Work to complete -
• a. Reproduce the passage on digital money from "If that is the" up to and including "them will change.".
• b. Answer these questions using the passage on digital money.
(i) For the record, what does the questioner say the witness is doing?
(ii) What does Sam Woods name as one form of digital money?
(iii) What does Sam Woods call the first of the negative effects?

Passage provided -
*** Begin section ***
If that is the case, does that volatility in the demand to hold the commodity as cash, as a cash substitute or as a money mean that any new money, when it becomes widely held, will have a widely fluctuating value? It seems to me that, if that is true, the problems you have just elaborated with bitcoin as money will apply to stablecoins as money, just because people’s demand to hold them will change.

For the record, you are nodding. I am going to shut up in a minute and hear from you. Perhaps most importantly, with central bank digital currencies, they are from a consumer point of view going to look quite different from holding deposits at a bank. In a nutshell, do they all not suffer from this similar problem?

Sam Woods: This is an absolutely key consideration. Looked at from the PRA’s objectives, it is actually the consideration. If digital money takes off in a big way in this country, CBDC being one form of that, to what extent will money move out of banking deposits into it? We have actually done this kind of illustrative scenario, which looked at ways in which that could occur, but it is highly speculative. That could have a couple of negative effects. One is the safety and soundness effect. If you had a run on the banking system, either in good times or particularly in bad times, if everybody herded out into a CBDC, that could present a considerable problem for us.
*** End section ***
Extracted information -
*** Begin section ***
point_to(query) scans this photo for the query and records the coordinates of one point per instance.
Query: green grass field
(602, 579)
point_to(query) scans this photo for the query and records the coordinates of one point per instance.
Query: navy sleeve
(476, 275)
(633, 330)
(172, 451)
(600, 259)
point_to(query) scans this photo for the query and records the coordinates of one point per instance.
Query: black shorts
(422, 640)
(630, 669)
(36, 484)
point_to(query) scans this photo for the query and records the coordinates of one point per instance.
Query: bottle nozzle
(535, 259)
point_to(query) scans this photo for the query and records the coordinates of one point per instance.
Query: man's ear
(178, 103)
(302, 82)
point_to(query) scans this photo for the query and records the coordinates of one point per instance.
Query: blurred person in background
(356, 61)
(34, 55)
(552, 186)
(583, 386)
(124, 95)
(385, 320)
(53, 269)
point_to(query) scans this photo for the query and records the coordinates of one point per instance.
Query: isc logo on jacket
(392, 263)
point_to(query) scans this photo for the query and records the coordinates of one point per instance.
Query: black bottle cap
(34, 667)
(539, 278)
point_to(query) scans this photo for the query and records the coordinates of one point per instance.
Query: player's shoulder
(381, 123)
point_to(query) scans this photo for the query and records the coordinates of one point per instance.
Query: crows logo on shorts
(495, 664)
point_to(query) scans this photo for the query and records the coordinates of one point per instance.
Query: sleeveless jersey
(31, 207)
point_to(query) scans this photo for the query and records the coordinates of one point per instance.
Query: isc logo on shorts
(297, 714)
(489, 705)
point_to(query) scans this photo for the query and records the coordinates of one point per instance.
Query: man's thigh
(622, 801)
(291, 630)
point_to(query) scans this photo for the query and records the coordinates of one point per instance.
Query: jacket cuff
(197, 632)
*** End section ***
*** Begin section ***
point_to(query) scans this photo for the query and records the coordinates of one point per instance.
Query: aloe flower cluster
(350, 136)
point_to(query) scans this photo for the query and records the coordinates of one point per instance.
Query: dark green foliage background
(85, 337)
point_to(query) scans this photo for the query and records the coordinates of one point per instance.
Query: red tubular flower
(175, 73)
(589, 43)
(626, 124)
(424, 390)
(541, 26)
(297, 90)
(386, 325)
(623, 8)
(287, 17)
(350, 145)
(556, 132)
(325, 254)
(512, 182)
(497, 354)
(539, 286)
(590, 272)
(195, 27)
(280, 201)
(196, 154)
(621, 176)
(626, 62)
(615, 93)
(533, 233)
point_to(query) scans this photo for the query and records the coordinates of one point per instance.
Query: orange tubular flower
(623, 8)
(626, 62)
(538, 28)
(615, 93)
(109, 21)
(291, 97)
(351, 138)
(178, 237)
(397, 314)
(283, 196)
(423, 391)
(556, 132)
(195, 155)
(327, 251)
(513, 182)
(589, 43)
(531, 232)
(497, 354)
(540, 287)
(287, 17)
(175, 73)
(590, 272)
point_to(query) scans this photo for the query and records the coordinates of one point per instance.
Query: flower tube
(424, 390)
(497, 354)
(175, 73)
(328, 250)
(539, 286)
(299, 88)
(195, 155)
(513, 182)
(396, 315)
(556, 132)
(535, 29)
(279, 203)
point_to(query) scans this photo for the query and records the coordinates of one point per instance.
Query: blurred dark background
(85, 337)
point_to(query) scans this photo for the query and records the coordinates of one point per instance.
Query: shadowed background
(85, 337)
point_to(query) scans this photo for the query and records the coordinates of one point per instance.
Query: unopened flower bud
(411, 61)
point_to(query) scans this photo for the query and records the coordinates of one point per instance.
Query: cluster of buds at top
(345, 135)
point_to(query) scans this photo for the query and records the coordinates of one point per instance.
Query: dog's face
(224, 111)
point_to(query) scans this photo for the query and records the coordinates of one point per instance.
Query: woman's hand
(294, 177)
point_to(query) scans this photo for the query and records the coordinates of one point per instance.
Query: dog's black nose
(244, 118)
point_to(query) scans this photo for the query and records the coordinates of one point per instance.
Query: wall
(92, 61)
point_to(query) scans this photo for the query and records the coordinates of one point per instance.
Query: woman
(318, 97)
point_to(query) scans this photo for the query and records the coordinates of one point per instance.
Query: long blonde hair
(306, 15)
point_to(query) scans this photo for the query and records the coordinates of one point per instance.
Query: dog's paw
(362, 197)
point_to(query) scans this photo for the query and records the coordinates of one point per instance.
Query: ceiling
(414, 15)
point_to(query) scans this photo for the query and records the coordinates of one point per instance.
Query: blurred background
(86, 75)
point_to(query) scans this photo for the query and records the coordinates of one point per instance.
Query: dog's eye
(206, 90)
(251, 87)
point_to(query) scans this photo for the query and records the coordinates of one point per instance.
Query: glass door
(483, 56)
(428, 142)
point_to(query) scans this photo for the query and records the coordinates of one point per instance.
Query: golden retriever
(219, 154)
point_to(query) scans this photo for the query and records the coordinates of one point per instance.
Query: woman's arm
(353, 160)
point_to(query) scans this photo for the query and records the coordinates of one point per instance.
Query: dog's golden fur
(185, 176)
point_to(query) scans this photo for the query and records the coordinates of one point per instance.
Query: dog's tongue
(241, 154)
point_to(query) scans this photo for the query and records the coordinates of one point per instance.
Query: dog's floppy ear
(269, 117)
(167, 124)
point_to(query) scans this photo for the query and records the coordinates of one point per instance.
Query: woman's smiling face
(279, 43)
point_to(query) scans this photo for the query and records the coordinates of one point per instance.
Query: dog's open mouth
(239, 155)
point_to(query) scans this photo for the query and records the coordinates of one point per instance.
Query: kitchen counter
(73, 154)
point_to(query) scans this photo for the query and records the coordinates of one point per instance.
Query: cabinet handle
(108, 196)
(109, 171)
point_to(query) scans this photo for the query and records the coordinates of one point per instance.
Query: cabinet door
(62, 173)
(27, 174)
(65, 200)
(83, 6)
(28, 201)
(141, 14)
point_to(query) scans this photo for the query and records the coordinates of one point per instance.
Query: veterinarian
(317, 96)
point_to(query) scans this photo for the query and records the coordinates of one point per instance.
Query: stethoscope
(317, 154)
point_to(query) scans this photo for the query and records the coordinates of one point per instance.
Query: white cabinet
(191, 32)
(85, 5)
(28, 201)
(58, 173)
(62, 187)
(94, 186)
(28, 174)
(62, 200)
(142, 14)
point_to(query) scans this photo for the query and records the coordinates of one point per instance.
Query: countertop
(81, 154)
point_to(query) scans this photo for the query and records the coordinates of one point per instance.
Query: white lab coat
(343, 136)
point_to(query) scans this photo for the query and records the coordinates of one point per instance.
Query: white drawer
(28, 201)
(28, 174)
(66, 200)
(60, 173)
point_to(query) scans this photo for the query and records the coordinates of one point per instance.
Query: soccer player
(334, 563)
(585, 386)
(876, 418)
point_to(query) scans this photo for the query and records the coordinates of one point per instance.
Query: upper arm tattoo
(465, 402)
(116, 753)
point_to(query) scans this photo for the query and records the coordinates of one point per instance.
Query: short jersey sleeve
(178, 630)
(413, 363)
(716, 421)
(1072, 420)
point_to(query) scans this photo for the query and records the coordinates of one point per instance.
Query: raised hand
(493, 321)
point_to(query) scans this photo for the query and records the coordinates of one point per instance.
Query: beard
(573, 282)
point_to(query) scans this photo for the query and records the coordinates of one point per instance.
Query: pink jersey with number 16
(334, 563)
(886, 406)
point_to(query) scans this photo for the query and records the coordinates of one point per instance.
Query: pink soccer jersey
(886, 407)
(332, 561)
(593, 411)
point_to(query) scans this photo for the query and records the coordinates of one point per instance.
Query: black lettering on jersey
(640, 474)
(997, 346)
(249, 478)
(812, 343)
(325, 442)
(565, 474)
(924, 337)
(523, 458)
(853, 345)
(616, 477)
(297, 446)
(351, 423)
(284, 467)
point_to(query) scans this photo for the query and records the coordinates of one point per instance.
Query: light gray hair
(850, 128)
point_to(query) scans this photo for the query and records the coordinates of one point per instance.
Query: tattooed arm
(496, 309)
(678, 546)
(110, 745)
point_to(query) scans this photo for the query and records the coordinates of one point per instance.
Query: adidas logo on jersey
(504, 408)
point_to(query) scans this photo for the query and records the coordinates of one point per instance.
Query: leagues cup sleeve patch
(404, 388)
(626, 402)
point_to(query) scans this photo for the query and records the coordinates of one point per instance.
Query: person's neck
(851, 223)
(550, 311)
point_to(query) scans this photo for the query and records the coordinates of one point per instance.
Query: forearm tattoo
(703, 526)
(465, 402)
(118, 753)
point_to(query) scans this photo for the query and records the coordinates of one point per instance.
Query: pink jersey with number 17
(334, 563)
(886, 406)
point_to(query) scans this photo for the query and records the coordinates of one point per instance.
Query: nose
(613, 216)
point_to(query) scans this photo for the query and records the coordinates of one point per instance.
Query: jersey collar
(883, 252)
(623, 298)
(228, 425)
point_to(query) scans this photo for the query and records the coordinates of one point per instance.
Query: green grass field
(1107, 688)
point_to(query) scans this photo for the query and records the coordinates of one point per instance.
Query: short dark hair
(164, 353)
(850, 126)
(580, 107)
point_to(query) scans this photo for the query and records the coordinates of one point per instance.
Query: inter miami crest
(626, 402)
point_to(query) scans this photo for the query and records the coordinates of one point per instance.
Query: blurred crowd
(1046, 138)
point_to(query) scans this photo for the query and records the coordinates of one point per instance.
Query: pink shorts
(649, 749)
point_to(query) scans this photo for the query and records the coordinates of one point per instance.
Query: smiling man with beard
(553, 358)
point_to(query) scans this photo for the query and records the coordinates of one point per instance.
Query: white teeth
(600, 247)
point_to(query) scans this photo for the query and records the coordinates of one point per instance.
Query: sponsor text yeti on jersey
*** End section ***
Exercise results -
• a.
If that is the case, does that volatility in the demand to hold the commodity as cash, as a cash substitute or as a money mean that any new money, when it becomes widely held, will have a widely fluctuating value? It seems to me that, if that is true, the problems you have just elaborated with bitcoin as money will apply to stablecoins as money, just because people’s demand to hold them will change.

• b.
(i) Nodding.
(ii) CBDC.
(iii) The safety and soundness effect.